TASK INSTRUCTIONS:
Reproduce the complete set of records exactly. No picture is to appear in the copy.

ENTRIES SHOWN:

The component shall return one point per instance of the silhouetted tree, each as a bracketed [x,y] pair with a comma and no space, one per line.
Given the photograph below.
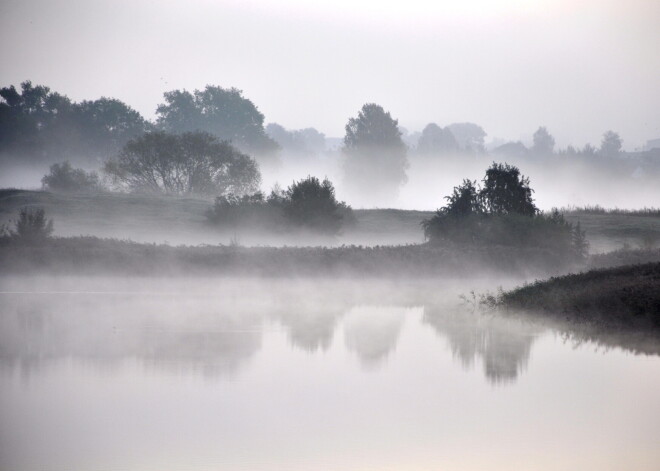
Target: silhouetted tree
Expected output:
[611,144]
[470,136]
[376,160]
[190,163]
[511,149]
[312,204]
[32,225]
[506,191]
[544,143]
[44,125]
[436,141]
[64,178]
[223,112]
[306,141]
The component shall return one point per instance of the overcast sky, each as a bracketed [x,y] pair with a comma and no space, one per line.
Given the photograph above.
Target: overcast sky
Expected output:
[577,67]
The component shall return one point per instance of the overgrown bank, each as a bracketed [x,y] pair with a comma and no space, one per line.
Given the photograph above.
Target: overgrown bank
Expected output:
[625,297]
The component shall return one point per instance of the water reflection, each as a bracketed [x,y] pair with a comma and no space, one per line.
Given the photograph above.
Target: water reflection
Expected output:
[216,335]
[502,345]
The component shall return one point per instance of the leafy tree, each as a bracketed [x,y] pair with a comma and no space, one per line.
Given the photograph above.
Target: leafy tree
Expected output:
[436,140]
[511,149]
[470,136]
[190,163]
[312,204]
[64,178]
[32,225]
[376,160]
[611,144]
[223,112]
[544,143]
[45,125]
[305,142]
[506,191]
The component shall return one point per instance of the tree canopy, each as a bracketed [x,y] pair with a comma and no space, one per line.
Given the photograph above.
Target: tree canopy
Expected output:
[223,112]
[611,144]
[376,159]
[436,141]
[42,125]
[183,164]
[544,143]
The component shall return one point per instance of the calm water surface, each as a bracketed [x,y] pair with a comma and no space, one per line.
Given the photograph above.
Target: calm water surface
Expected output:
[245,375]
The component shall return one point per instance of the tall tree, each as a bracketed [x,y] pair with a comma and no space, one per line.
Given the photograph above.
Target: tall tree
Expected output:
[436,141]
[470,136]
[376,159]
[611,144]
[194,163]
[544,143]
[223,112]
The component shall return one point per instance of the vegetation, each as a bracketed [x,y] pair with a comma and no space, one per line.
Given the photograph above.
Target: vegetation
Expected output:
[624,298]
[66,179]
[376,159]
[307,204]
[222,112]
[502,212]
[38,124]
[193,163]
[31,227]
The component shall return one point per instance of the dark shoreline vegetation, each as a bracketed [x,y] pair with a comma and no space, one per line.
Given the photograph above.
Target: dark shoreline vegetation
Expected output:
[620,298]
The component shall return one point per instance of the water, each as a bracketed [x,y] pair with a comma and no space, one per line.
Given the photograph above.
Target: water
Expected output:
[216,374]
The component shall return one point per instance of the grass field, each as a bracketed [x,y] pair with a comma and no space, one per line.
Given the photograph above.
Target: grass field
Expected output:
[181,221]
[619,298]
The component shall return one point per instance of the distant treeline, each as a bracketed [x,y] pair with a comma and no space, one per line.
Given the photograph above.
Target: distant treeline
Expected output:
[41,125]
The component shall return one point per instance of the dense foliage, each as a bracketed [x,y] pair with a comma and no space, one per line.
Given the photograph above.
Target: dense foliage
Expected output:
[502,212]
[376,160]
[307,204]
[223,112]
[66,179]
[193,163]
[41,125]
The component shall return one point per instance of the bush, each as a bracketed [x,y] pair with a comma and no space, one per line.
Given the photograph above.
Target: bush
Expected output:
[66,179]
[193,163]
[308,203]
[502,213]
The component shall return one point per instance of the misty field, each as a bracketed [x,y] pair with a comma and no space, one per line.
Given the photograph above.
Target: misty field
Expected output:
[176,220]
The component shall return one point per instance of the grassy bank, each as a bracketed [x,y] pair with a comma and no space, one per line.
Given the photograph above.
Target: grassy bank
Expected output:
[625,297]
[181,221]
[81,255]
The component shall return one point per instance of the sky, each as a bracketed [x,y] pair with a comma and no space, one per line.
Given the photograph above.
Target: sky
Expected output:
[577,67]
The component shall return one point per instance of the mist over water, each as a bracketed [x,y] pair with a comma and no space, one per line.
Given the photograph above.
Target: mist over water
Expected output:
[206,374]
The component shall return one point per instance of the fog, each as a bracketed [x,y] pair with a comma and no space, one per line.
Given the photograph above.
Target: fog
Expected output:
[297,373]
[324,235]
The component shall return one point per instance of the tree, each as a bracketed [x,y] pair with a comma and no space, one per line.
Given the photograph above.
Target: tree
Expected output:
[436,141]
[470,136]
[32,225]
[45,125]
[190,163]
[303,142]
[611,144]
[223,112]
[66,179]
[506,191]
[376,159]
[544,143]
[312,204]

FINAL ANSWER:
The component shall return one point per instance of the silhouetted tree, each as a bracketed [x,y] pair with a comma and no space, one per line.
Given the photograph below.
Target: silhouetted tree
Expected output:
[611,144]
[470,136]
[376,160]
[190,163]
[511,149]
[312,204]
[32,225]
[506,191]
[544,143]
[44,125]
[436,141]
[64,178]
[223,112]
[306,141]
The component shall return one point per instance of the overcast sky, each as a bracketed [x,y] pair with a comma and no space, one per line.
Given the photograph above.
Target: overcast sky
Expected output:
[577,67]
The component shall return one point per instance of the overgrown bank, each as a bracketed [x,y] pair with a comma and no space, one per line.
Given the photograph above.
Target: overgrown bank
Expected output:
[625,297]
The component shall return one point per instance of the water reflection, each as a bracketed [x,y] pair with a comma and no space, one per line.
Given the photograph above.
Target: water reflection
Expected output:
[216,335]
[502,345]
The component shall return one point per instance of the leafy tree, each as a bracketed [x,y] pair with a comma and no space, one per line.
Given the photograph above.
Target: leafy tree
Expected output:
[436,140]
[511,149]
[470,136]
[190,163]
[312,204]
[64,178]
[32,225]
[376,160]
[611,144]
[223,112]
[544,143]
[45,125]
[305,142]
[506,191]
The component shall return one point per instance of the tree canopy, each as a bracketed [x,y] pair with a comma and no space, one per line.
Given the photograph above.
Target: tree canopy
Expected output:
[223,112]
[611,144]
[376,159]
[436,141]
[42,125]
[183,164]
[544,143]
The component shall return one point per instance of the calm water surface, each as a bracketed [x,y] pair with a comma and no space, one per line.
Given the photograph above.
Target: calm water surface
Expected output:
[245,375]
The component shall return one point per instance of the tall tree, each as a bracketed [x,y] pair with a comma and no space, one per line.
Given the photograph above.
Target: tall tree
Expected output:
[436,141]
[470,136]
[376,159]
[611,144]
[194,163]
[544,143]
[223,112]
The component shall return one point per instance of the vegetation, each as a bracketed [x,y] pair with a comma and no space, one per line.
Given the photograph above.
Target: vegetation
Expected output:
[624,298]
[66,179]
[376,159]
[307,204]
[222,112]
[502,212]
[38,124]
[193,163]
[31,227]
The component shall return one point per instance of the dark shoreline vegetation, each as a bracketed [x,y] pair with a comma and no space, one per line.
Given the photograph above.
Target: dark shoreline vegetation
Expected output:
[620,298]
The component shall return one point per instance of the water, each as a bracketed [x,y] pair with a comma and no space, one per line.
Given the photograph above.
Target: water
Expected output:
[216,374]
The component shall return one point per instance of the grass field, each as a bracketed [x,y] pair with a comma and no space, one per line.
Given the photograph above.
Target: grass field
Expected output:
[181,221]
[619,298]
The component shall return one point per instance of the distant treeline, each as a bracketed [x,y] pair with a comma and no space, one per line.
Given the photograph above.
Target: distant treeline
Expected output:
[41,125]
The component shall return one point per instance of the dense foliage, each as a bracketed [x,y] pair with a comma and no space, one per line.
Given the photograph above.
Target: dense foliage
Expected output:
[502,212]
[376,160]
[307,204]
[223,112]
[66,179]
[193,163]
[41,125]
The component shall return one point per instance of the bush, each as a bracketed [x,y] pair with a comma and no space, one per line.
Given the photograph above.
Target: bush
Expected output:
[66,179]
[193,163]
[308,203]
[502,213]
The component shall return one point per instance of the misty field, each as a bracketed [x,y] pair with a comma and no space, one per line.
Given the photograph above.
Target: misty field
Expected output:
[176,220]
The component shall return one point per instance of the grassy bank, each as a bracketed [x,y] pair with a comma and no space, one per line.
Given the photograph above.
Target: grassy bank
Expected output:
[625,297]
[181,221]
[81,255]
The component shall return one point per instance of the sky, each as a bracketed [x,y] pair with a comma and no space, one per line.
Given the photograph above.
Target: sky
Expected output:
[577,67]
The component shall return one point per instance of the mist over water, each as a bracketed [x,y] pair with a comma and no space, one per line.
Given the photograph above.
Target: mist over water
Expected output:
[206,374]
The component shall return one point per instance of the fog, each as a bracketed [x,y] pair with a comma and no space, one per line.
Given the photograph above.
Target: fog
Expected output:
[297,373]
[324,235]
The component shall return one point per instance of the tree, each as a bracketed [x,y] pair with a comma and no space, one per line.
Given the photograph above.
Target: tree
Expected output:
[436,141]
[470,136]
[32,225]
[45,125]
[190,163]
[303,142]
[611,144]
[223,112]
[66,179]
[506,191]
[376,159]
[544,143]
[312,204]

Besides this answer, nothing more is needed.